= Source data =
* start *

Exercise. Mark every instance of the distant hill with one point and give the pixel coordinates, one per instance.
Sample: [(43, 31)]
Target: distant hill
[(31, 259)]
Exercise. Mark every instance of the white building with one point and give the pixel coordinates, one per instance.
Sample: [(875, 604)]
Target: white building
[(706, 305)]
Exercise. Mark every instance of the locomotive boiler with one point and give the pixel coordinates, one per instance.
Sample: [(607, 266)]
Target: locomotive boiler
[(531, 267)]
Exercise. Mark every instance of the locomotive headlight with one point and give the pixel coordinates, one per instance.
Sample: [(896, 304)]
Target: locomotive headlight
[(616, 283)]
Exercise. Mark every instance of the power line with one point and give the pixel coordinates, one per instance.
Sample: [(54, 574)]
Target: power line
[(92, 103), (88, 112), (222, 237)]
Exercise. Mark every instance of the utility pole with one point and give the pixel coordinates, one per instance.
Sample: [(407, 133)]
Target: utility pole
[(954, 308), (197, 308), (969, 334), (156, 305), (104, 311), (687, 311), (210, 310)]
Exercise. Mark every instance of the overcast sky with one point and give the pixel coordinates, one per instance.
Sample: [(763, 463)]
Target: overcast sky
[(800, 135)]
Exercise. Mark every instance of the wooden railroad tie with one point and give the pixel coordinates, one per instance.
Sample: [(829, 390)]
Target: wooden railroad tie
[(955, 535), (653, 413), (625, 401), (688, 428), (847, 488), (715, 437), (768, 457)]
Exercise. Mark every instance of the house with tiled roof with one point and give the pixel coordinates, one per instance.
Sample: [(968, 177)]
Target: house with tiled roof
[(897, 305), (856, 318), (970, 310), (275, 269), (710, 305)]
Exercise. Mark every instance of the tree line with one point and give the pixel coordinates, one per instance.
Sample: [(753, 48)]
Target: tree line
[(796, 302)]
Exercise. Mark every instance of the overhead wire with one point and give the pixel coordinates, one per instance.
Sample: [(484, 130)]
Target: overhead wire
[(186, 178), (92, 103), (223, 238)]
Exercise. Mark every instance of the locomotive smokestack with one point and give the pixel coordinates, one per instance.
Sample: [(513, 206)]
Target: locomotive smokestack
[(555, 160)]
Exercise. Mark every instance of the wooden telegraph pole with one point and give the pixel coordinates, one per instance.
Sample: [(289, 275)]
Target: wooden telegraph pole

* end *

= Problem to work on =
Can you write out the entire listing above again, substituting "image coordinates" for "pixel coordinates" everywhere it appears and changing nothing else?

= Response to this exercise =
Exercise. Mark every instance of the distant hill with one point and give the image coordinates, one per instance.
Sample: [(43, 31)]
Target: distant hill
[(31, 259)]
Exercise. Mark every instance of the white building with one point and give the image coordinates, one per instance.
Sample: [(875, 604)]
Target: white building
[(706, 305)]
Exercise. Mark every instance of the locomotive boiler with one point and give the image coordinates, one per instance.
Sample: [(607, 266)]
Target: locomotive boiler
[(531, 267)]
Exercise. Mark every instance of the locomotive headlight with one point and give the image coordinates, one per instance.
Sample: [(896, 304)]
Target: locomotive headlight
[(616, 283)]
Exercise. Mark every instance of the power line with one point and give the image coordinates, one per instance.
Sample: [(54, 574)]
Target: power line
[(92, 103), (88, 112), (222, 237)]
Exercise. Mark every instance of the utility pole with one point and give the image coordinates, one per instance.
Sample: [(407, 133)]
Target: utility pole
[(954, 308), (197, 308), (969, 334), (156, 305), (104, 311), (687, 311), (210, 310)]
Exercise. Mark every instance of the overcast sky with one point and give the image coordinates, one per instance.
Sample: [(763, 463)]
Target: overcast sky
[(800, 135)]
Exercise. Mark every instance of the wooden railroad tie with one point and give the image coordinates, one per instance.
Sample: [(829, 390)]
Target: wooden railroad tie
[(955, 535), (653, 413), (625, 401), (688, 428), (847, 488), (715, 437), (768, 457)]
Exercise. Mark every instance of the house with tiled roof with one point and give the image coordinates, one per instance.
Sample: [(968, 177)]
Target: house with tiled roof
[(897, 305), (856, 318), (970, 310), (275, 269), (710, 305)]
Exercise. Mark every instance of the tree line with one point and give the image coordinates, one per instance.
Sample: [(753, 48)]
Target: tree line
[(796, 302)]
Exercise. Mark every instance of the overhead wire with one point and give the image coordinates, one per instance.
Sample: [(484, 130)]
Target: overhead wire
[(186, 178), (92, 103), (223, 238)]
Exercise. Mark every instance of the locomotive smokestack with one point and give the image coordinates, one per instance.
Sample: [(513, 206)]
Target: locomotive smokestack
[(555, 160)]
Exercise. Mark every instance of the wooden telegraph pole with one point and give the image coordinates, one per instance.
Sample: [(289, 275)]
Target: wooden telegraph pole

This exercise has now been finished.